» **Description of the task**
Return every line in the records below that contains the string "window", copying each one unchanged.

» **Dataset extract**

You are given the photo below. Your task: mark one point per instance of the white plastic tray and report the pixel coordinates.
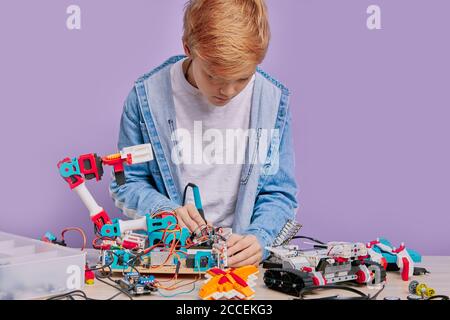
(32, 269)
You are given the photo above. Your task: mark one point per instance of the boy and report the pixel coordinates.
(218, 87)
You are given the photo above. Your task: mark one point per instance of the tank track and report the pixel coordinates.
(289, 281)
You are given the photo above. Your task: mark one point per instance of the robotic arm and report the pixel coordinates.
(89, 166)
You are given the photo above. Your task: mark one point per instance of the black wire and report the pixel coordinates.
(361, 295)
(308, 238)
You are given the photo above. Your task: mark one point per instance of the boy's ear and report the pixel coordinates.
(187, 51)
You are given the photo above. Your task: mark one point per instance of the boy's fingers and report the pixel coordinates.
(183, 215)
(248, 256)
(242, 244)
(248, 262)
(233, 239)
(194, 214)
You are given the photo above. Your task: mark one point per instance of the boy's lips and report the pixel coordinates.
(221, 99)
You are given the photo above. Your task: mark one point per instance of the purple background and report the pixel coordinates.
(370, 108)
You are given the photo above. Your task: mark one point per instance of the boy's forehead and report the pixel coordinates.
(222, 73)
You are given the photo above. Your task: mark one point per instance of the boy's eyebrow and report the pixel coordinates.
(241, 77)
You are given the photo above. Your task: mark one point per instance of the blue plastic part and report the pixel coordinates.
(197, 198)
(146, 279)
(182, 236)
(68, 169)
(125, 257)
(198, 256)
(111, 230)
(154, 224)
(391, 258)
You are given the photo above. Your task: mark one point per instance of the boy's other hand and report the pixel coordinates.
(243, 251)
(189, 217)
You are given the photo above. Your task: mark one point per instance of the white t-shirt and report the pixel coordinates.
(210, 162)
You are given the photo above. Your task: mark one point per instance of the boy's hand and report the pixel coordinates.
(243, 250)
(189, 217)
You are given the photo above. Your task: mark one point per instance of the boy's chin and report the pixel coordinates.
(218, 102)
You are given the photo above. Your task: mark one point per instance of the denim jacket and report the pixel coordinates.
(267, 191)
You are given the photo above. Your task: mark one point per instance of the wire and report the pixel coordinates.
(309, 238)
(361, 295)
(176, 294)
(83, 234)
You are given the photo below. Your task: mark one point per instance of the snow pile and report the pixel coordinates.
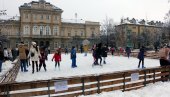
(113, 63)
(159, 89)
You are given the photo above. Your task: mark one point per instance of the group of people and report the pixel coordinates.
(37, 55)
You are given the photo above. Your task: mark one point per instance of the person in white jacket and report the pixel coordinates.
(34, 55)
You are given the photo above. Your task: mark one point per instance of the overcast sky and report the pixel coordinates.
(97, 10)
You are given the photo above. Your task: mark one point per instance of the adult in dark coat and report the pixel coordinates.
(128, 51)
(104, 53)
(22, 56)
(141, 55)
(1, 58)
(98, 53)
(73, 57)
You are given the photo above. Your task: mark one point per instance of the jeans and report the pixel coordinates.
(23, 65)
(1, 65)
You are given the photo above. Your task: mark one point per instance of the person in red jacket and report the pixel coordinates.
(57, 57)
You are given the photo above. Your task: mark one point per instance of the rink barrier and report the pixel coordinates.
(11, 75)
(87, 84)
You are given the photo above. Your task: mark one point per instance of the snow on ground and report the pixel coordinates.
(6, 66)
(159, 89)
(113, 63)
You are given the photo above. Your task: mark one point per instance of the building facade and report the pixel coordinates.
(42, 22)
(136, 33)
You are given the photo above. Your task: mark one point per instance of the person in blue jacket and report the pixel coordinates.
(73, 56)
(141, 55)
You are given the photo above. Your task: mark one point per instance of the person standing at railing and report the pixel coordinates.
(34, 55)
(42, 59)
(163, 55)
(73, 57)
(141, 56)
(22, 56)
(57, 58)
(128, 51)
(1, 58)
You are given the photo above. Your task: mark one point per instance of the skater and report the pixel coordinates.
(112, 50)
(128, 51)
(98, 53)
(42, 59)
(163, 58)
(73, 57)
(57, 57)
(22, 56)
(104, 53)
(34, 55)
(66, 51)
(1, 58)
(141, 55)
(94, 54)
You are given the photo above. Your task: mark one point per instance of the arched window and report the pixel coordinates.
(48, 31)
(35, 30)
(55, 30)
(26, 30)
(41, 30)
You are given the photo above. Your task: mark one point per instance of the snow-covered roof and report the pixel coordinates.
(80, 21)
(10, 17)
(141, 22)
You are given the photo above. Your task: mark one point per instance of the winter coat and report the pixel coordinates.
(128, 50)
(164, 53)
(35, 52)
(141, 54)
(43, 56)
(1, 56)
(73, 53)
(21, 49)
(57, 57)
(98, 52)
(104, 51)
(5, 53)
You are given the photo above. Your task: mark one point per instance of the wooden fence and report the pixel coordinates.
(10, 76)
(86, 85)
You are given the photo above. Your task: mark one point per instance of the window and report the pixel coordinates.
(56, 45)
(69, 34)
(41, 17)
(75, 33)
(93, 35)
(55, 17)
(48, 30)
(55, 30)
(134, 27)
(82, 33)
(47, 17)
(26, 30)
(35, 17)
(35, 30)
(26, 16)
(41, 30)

--

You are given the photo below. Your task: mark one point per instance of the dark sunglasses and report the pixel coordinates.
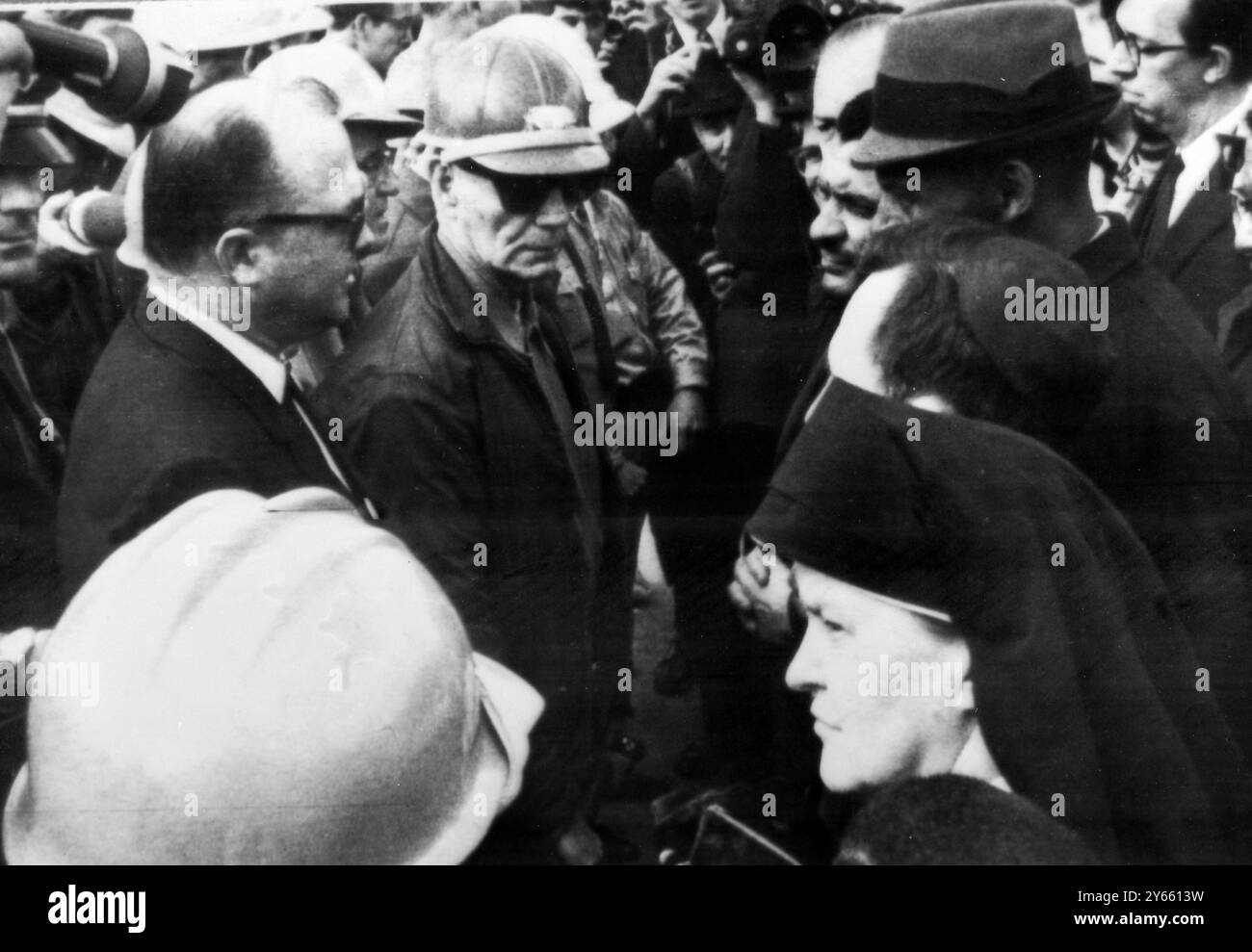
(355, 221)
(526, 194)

» **Worked solution**
You are given the photo above. Your task: mark one point per instance of the arched window and report the pixel coordinates.
You are given the photo above. Your task: mark one point per instance of the window and report the pixel coordinates.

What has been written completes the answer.